_Given data_
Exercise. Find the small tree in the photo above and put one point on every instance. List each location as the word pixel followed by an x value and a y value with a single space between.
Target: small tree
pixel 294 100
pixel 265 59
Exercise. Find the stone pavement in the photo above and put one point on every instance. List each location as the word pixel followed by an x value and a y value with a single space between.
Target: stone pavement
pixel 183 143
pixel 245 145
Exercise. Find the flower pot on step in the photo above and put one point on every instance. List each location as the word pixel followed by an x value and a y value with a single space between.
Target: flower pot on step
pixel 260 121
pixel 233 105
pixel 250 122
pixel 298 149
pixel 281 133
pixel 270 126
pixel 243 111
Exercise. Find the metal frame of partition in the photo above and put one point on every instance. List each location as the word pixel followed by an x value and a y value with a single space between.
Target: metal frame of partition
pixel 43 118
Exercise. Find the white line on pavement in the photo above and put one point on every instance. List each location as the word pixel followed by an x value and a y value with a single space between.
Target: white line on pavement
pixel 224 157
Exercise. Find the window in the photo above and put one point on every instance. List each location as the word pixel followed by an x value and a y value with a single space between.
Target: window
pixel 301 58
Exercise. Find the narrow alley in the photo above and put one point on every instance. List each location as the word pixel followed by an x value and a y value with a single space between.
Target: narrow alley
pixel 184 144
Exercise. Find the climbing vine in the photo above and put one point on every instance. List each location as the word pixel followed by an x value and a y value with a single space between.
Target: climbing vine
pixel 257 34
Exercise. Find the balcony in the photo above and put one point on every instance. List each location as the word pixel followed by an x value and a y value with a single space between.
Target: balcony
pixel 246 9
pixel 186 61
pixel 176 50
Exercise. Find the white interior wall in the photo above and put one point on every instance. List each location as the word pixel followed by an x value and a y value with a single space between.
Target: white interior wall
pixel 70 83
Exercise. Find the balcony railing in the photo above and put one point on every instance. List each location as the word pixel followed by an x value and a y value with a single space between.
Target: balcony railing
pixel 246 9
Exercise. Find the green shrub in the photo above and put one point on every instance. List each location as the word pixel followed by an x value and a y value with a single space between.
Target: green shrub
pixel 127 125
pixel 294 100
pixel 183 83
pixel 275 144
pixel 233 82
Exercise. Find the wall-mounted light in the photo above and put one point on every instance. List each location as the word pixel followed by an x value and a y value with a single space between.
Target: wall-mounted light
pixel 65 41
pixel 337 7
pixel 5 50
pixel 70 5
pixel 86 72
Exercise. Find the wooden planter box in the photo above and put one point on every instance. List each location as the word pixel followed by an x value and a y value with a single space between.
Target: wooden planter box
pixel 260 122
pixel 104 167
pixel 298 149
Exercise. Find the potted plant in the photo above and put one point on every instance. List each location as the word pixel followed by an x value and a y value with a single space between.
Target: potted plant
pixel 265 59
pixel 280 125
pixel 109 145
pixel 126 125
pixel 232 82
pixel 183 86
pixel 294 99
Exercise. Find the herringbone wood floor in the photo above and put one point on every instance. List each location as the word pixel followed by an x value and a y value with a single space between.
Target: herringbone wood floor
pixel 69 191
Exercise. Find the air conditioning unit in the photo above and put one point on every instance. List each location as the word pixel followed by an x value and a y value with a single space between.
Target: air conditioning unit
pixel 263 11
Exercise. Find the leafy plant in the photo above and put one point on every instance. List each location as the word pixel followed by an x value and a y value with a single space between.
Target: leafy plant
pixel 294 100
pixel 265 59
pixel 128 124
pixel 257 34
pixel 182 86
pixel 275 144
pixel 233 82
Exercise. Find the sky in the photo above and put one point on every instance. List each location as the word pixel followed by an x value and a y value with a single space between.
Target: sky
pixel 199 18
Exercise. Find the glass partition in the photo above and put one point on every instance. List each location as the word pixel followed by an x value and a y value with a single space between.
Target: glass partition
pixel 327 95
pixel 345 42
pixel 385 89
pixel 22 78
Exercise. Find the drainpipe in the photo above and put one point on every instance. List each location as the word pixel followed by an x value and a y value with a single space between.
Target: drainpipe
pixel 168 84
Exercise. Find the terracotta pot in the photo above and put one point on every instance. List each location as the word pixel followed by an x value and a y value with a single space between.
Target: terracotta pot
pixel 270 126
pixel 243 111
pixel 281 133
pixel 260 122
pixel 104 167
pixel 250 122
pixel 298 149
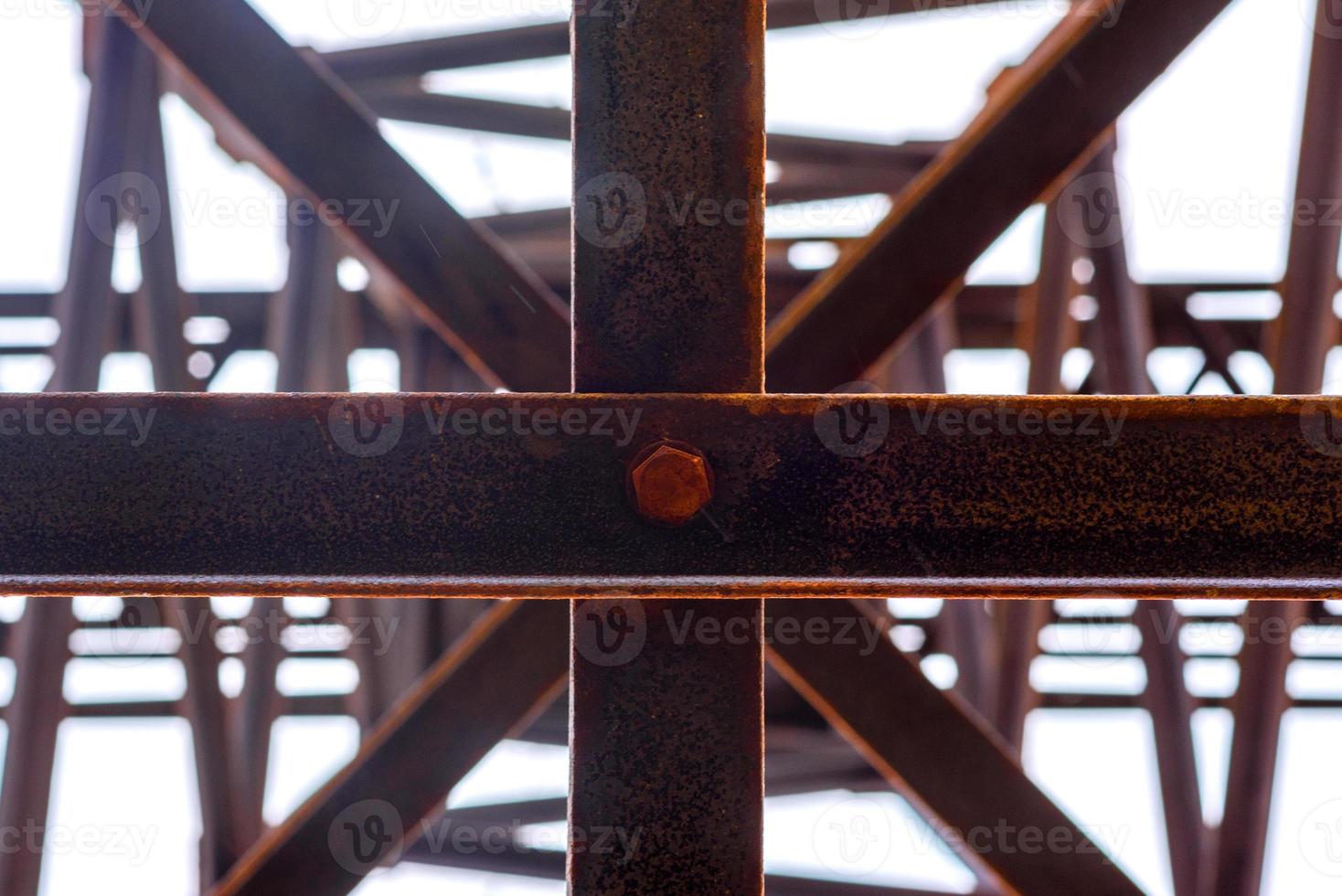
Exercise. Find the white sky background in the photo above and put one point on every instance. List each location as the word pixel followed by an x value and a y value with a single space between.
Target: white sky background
pixel 1220 129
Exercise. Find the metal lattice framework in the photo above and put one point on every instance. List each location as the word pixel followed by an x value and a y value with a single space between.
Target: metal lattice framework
pixel 822 506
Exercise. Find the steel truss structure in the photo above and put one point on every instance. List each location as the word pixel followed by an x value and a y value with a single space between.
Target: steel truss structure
pixel 640 471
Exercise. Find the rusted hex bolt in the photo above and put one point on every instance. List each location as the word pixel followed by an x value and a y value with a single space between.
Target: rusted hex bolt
pixel 670 483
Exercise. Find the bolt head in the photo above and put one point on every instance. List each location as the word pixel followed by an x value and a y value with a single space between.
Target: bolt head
pixel 671 485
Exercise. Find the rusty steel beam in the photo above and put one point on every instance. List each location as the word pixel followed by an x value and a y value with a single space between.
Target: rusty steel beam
pixel 317 140
pixel 39 643
pixel 489 686
pixel 1298 347
pixel 929 744
pixel 160 307
pixel 954 496
pixel 413 58
pixel 1035 128
pixel 550 123
pixel 1046 330
pixel 986 315
pixel 668 301
pixel 1124 344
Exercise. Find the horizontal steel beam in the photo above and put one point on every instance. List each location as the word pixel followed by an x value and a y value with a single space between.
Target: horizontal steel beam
pixel 476 496
pixel 413 58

_Work order_
Your answer must be an exact repeat of the records above, with no pictures in it.

_Your solution_
Exercise. Find the small tree in the photo above and put one point on every instance. List each location as the word pixel followed by an x value and a y value with a single space between.
Target: small tree
pixel 294 100
pixel 265 59
Exercise. Find the stone pavement in the photo above and put one point on every instance. List each location as the word pixel followed by an x value and a y value with a single space between.
Target: stone pavement
pixel 183 143
pixel 245 145
Exercise. Find the flower pot on step in the photo above and put one point on every instance. List each location as the word pixel followed by an x value and a y value with a single space between.
Target: flower pot on step
pixel 260 121
pixel 233 105
pixel 250 122
pixel 298 149
pixel 281 133
pixel 270 126
pixel 243 111
Exercise. Find the metal frame of partition in the photo above and put one point on every instance. List each location as the word pixel followed by an x value and a y value with a single space between.
Target: metal frame of partition
pixel 43 118
Exercise. Find the white line on pavement in the photo above and put one point on every instance. List each location as the word pixel followed by an x value and a y value with a single space between.
Target: white line on pavement
pixel 224 157
Exercise. Find the window in the photo above and put one point on every instance. List each location as the word pixel followed by an x value and a y value with a single space between.
Target: window
pixel 301 58
Exercise. Find the narrow alley in the photo above and put one point on every instance. List each location as the word pixel followed by an x value and a y value with a single space between.
Target: narrow alley
pixel 184 144
Exercise. Find the climbing vine in the photo above and put one point on every instance. List each location as the word pixel followed by an x value and a y value with a single space between.
Target: climbing vine
pixel 257 34
Exercise. Find the balcony in the photo above and put one point on every instance. List each location as the word pixel followed by an x value and a y value with a single space between.
Target: balcony
pixel 246 9
pixel 186 61
pixel 176 50
Exercise. Find the white interior wall in the photo above and put one point on every instance. List each location as the word pixel followed by an x value and a y value with a single space between.
Target: white interior wall
pixel 70 83
Exercise. Find the balcony railing in the photo above and put one point on every instance. List each location as the word pixel followed by an x value and a y value with a single space between.
Target: balcony railing
pixel 246 9
Exercise. Find the green shrub in the photo above and put one point on every instance. List each location as the word pixel followed by an x value and a y value with a single space between.
Target: green shrub
pixel 127 125
pixel 294 100
pixel 183 83
pixel 275 144
pixel 233 82
Exercise. Find the wall-mounted light in the photo above and put one point on every instance. List each location as the word pixel followed by an x value and a y value with a single space between.
Target: wall-mounted light
pixel 65 41
pixel 337 7
pixel 5 50
pixel 70 5
pixel 86 72
Exercise. Find the wooden planter box in the photo above and put one point on every instance. List each location as the word pixel followed by an x value and a y value with a single space between.
Target: wooden planter box
pixel 260 122
pixel 104 167
pixel 298 149
Exercise. Find the potted plant in the photo above and put one point on every instance. List each location as the word pixel followed by an x value and a y value with a single space between.
Target: potted plant
pixel 265 59
pixel 280 125
pixel 109 145
pixel 126 125
pixel 232 82
pixel 183 86
pixel 294 99
Exercise. Find the herringbone wood floor in the photo above and put one point on every instance. List each location as the word pixel followed by an x value and a y value with a single space between.
Target: herringbone wood floor
pixel 69 191
Exercise. Find the air conditioning unit in the photo above and put one point on every instance. List each location as the word pixel followed by an x value and a y value with a single space between.
Target: air conditioning unit
pixel 263 11
Exercise. Find the leafy plant in the photo above and put one point on every instance. List each location as the word pixel followed by an x value and a y value with a single space between.
Target: leafy plant
pixel 294 100
pixel 265 59
pixel 128 124
pixel 257 34
pixel 182 86
pixel 275 144
pixel 233 82
Exercise. Find the sky in the photo above and put one point on every instance. List each location as the word pixel followed by an x value and a y value with a single space between.
Target: sky
pixel 199 18
Exercise. Find the glass partition in the photo above and put one point on every instance. List each location as the word pixel followed by an x value and a y value with a single space between.
Target: glass partition
pixel 327 95
pixel 345 42
pixel 385 89
pixel 22 78
Exercise. Find the drainpipe in the photo above and put one point on every instance. List each location as the word pixel followed by an x value and a y value with a single space between.
Target: drainpipe
pixel 168 84
Exercise. Find the terracotta pot in the photo above and put one point on every instance. List each location as the word pixel followed by an x value and a y value with a single space between.
Target: terracotta pot
pixel 270 126
pixel 243 111
pixel 281 133
pixel 260 122
pixel 104 167
pixel 250 122
pixel 298 149
Exercise. Find the white sky background in the photo above and put one point on every instance. List each location as the word pixel followed by an x value and a y value with a single space between.
Target: white sky background
pixel 1220 129
Exercise. Find the metal lattice framework in the photo above and put one point on every instance. List each location as the word pixel followed by an x value and a y value with a single space between.
Target: metal lattice framework
pixel 822 506
Exercise. Find the steel truss structure in the photo above and put one point on every instance. List each location as the word pixel followed by an x value and a y value with a single space between.
Target: steel truss structure
pixel 640 471
Exercise. Find the rusted hex bolt in the photo above and put one point on every instance. List each location as the word pixel followed by an x value and a y value with a single space between.
Target: rusted hex bolt
pixel 670 483
Exercise. Find the bolt head in the photo above and put one point on every instance. List each location as the word pixel followed by an x value and a y value with a single space between.
Target: bolt head
pixel 671 485
Exercise. Find the rusty steel beam in the photo above and put one point on every instance. List each location as the word pixel followed by an x value and a y value with a single space between.
Target: rusty steel beam
pixel 317 140
pixel 39 643
pixel 489 686
pixel 1298 347
pixel 929 744
pixel 160 307
pixel 954 496
pixel 413 58
pixel 1035 128
pixel 550 123
pixel 1046 330
pixel 986 315
pixel 668 301
pixel 1124 344
Exercise. Find the horizontal steel beam in the photo above and put one point on every instance. List each location as the word pixel followed by an x value and a y value with a single space between.
Target: horizontal steel beam
pixel 476 496
pixel 413 58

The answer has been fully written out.